TASK TO COMPLETE | Copy all of the material below verbatim, line for line. Leave the pictures out of your copy.

[Dataset items]
— Start —

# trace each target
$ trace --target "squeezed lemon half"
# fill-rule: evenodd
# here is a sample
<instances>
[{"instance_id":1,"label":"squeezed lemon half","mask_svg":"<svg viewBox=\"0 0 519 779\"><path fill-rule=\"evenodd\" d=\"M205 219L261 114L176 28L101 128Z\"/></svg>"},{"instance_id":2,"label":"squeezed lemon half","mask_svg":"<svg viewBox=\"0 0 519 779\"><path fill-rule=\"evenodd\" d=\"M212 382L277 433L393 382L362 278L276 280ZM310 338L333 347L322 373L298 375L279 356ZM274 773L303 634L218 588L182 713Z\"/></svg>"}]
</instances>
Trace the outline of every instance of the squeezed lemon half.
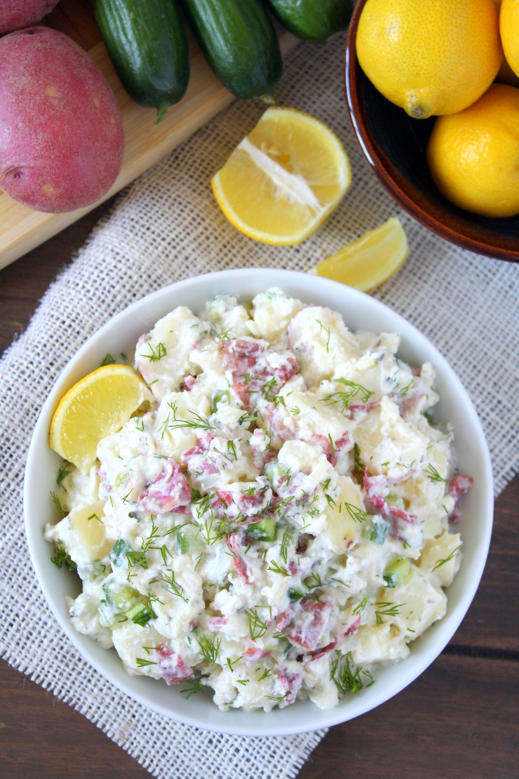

— End —

ANSWER TO THE PROBLEM |
# trace each target
$ trace --target "squeezed lemon half"
# fill-rule: evenodd
# here is a sample
<instances>
[{"instance_id":1,"label":"squeezed lemon half","mask_svg":"<svg viewBox=\"0 0 519 779\"><path fill-rule=\"evenodd\" d=\"M205 219L261 114L176 28L101 128Z\"/></svg>"},{"instance_id":2,"label":"squeezed lemon half","mask_svg":"<svg viewBox=\"0 0 519 779\"><path fill-rule=\"evenodd\" d=\"M212 382L277 433L393 382L362 278L276 280ZM310 338L333 347L322 373L298 375L279 356ZM274 773L303 634L218 588L182 713Z\"/></svg>"}]
</instances>
Trace the outline of every instance of the squeezed lemon half.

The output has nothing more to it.